The space \( Z = \mathbb {R}^{2d} \) with non-degenerate skew symmetric \( \Delta (z,z') \) is called a symplectic vector space of the classical system corresponding to the quantum system. W(z) is a multimodal generalization of displacement operator D(z) .

A quantum state on Z will be called a general Bosonic state with d modes. Its characteristic function is

$$\begin{aligned} \phi _S(z) \triangleq \mathrm {Tr}(SW(z)), \quad z \in \mathbb {R}^{2d}. \end{aligned}$$
(48)

This is called the non-commutative Fourier transform. The state S can be uniquely obtained from \( \phi _S(z) \) using the following inversion formula:

$$\begin{aligned} S = \frac{1}{(2\pi )^d} \int \phi _S(z) W(-z) d^{2d}z. \end{aligned}$$
(49)

■ MATERIAL ■
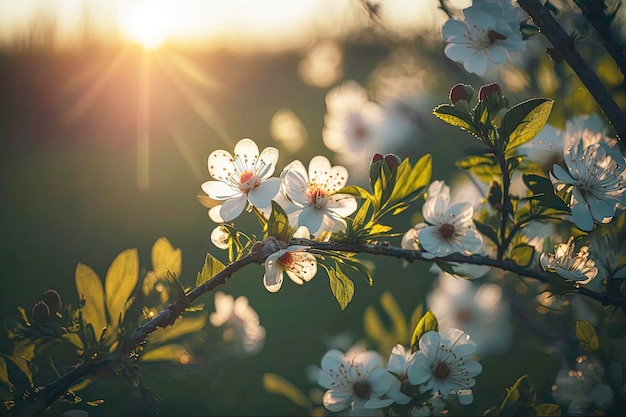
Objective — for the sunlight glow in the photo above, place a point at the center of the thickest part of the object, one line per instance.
(147, 22)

■ WRITTEN EXERCISE 1 ■
Answer these questions using the excerpt on Bosonic states.
(a) What is the space Z with the non-degenerate skew symmetric form called?
(b) What name is given to the characteristic function of a state S?
(c) W(z) is a multimodal generalization of which operator?
■ WRITTEN EXERCISE 2 ■
Carry on the excerpt on Bosonic states, picking up after the inversion formula.

■ EXPECTED ANSWER 1 ■
(a) A symplectic vector space of the classical system corresponding to the quantum system.
(b) The non-commutative Fourier transform.
(c) The displacement operator D(z).

■ EXPECTED ANSWER 2 ■
The state S is a general d mode Gaussian state if its characteristic function is of the following form:

$$\begin{aligned} \phi (z) = \exp \left( imz -\frac{1}{2}\alpha (z,z),\right) \end{aligned}$$
(50)

where \( \alpha (z,z) = z^T\alpha z \). If \(m=0\), we call the state centered, denoted by \(S_0\). For \(\phi (z)\) to be a Gaussian state, it is necessary and sufficient that \(\alpha \ge \pm \frac{i\Delta }{2}\). The corresponding Gaussian state is then given by

$$\begin{aligned} S_m = W(-\Delta ^{-1} m^T)S_0W(-\Delta ^{-1} m^T)^*. \end{aligned}$$
(51)

A general Gaussian \( S_m \) can be decomposed into elementary one-mode Gaussian states as

$$\begin{aligned} S = \bigotimes _{j=1}^d S^{(j)}. \end{aligned}$$
(52)

State S is pure iff each of \( S^{(j)} \) is pure. The entropy of S is given by

$$\begin{aligned} H(S) = \sum _{j=1}^{d} H(S^{(j)}). \end{aligned}$$
(53)

A Gaussian state has maximum entropy of all states with mean m and covariance \(\alpha \).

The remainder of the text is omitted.